Kamusal yayıncılık; Habermas’ın kamusal yayıncılığına yakın. ÖR/ İngiltere BBC, Almanya ZT.
     Kamu hizmeti yayıncılığı; devlete ait ve kamuya açık hizmet veren hizmet araçları ve şirketleri. Ör/ TRT, bunun sahibi devlet, seçimlere göre başkanı değişiyor. Ancak kamusal alanla uzaktan yakından alakası yoktur. Filmlere kadar sahip olan o dönemin siyasal iktidarı.
     Garnham kültürel alanın sorgulanması gerekir der ve temele aldığı 2 soru vardır.
1)Kapitalizmin içerisinde bunca eşitsizliğe, çöküşe, haksızlığa rağmen kapitalizm nasıl hala var?
2)Özellikle bunalım dönemlerinde bu sistem nasıl değişmiyor?
Bunların cevaplarını tek başına ekonomiyle açıklayamayız.
     Medyanın sınıf temelinde açıklanması gerektiğini söylüyor;
1)                    Alım Gücü
2)                   Tüketim Süreci

Alım Gücü: her medya alanı her yere ulaşamaz. Yani kişinin teknolojiye harcadığı para onun alım çeşitliliğini belirliyor. Alım gücü zayıf olanların sınırlı teknoloji aldığını ve böylelikle bunların yönlendirildiğini söylüyor.
Tüketim Süresi: Ürünün ne derece, hangi sürelerde aktif gördüğünü söylüyor. Ör/ Sermaye sahipleri ücretsiz yayın yapıyorlar. O zaman alma gücü düşük olanlar sadece o yayınla o bakış açısıyla kalıyorlar.

     Garnham, kültürel faktör ile ekonomik yapı arasındaki ilişkinin kurulması gerektiğini ve bununda “kültürel metaryalizm” ile olacağı üzerinde durur.

İletişim sektöründe yapılan araştırmalarda 2 konuya dikkat çeker:
A)Kapitalist toplum yapısı kendi etkinliklerini, özellikle maddi üretimi nasıl düzenliyor?
B)Bu da bu alanın siyasal alanına ilişkin 2 soruyu içerir.

a)Var olan bütün eşitsizliklere ve ahlaki çöküşe rağmen nasıl oluyor da tam bir anlaşma xxx toplumsuz üretim ve yeniden üretim yürütülüyor.
b)Sınıf çatışmasından doğabilecek toplumsal çöküşten nasıl kaçabiliyorlar?

Günümüzün tarihsel materyalist yaklaşımları bunları açıklamaya yetersizdir.

     Garnham’a göre; tüketici davranışlarının bu 2 etkenle (alım gücü, tüketim süresi) sınırlandığı bir pazarda izleyici rekabete çekilir ve bu rekabet 2 ölçekte gerçekleşir.
1)Alış gücü/Alım gücü
2)Tüketim Gücü

Bu ikisi kitle iletişim araçlarının sınıf yapısını doğrudan belirler. Ayrıca Pazar doğrudan ve sınıf koşullarıyla yapısallaştığı için “ Enformasyon zengini” (paran varsa kablolu tv alıyorsun) ve “enformasyon yoksulu” arasında bölünmüş iki katlı bir Pazar haline gelir.

_Verilen Bilgiler_

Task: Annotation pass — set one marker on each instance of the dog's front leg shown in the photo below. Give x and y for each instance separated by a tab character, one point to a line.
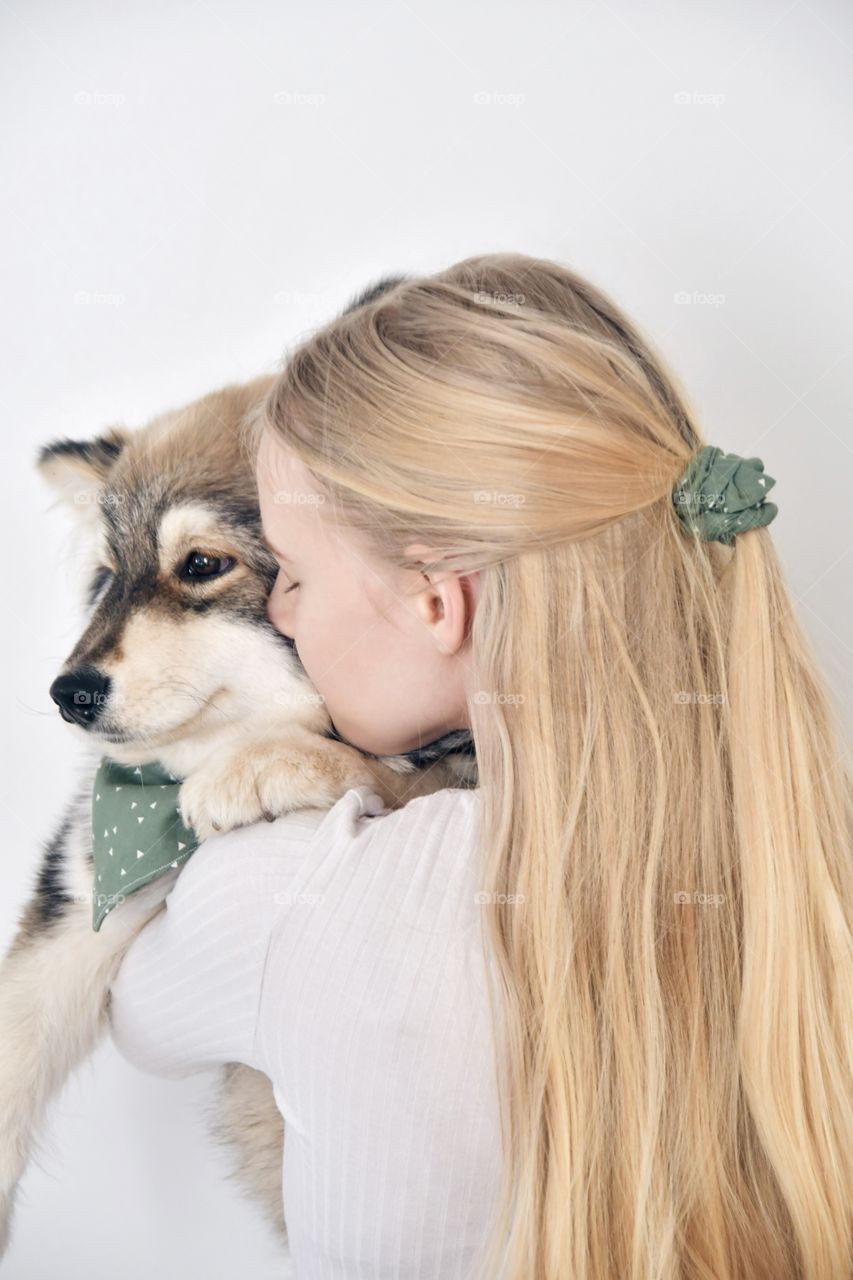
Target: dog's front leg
246	1120
54	986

_Yazılı Yönerge_
Garnham ve medya üzerine olan metinden "Tüketim Süresi: Ürünün" sözleriyle başlayıp "olacağı üzerinde durur." sözlerine kadar uzanan bölümün tamamını hiçbir değişiklik yapmadan alıntılayın. Bu alıştırmayı yapmak için satırlara ihtiyaç yoktur.

_Alıştırma Çıktısı_
Tüketim Süresi: Ürünün ne derece, hangi sürelerde aktif gördüğünü söylüyor. Ör/ Sermaye sahipleri ücretsiz yayın yapıyorlar. O zaman alma gücü düşük olanlar sadece o yayınla o bakış açısıyla kalıyorlar.

     Garnham, kültürel faktör ile ekonomik yapı arasındaki ilişkinin kurulması gerektiğini ve bununda “kültürel metaryalizm” ile olacağı üzerinde durur.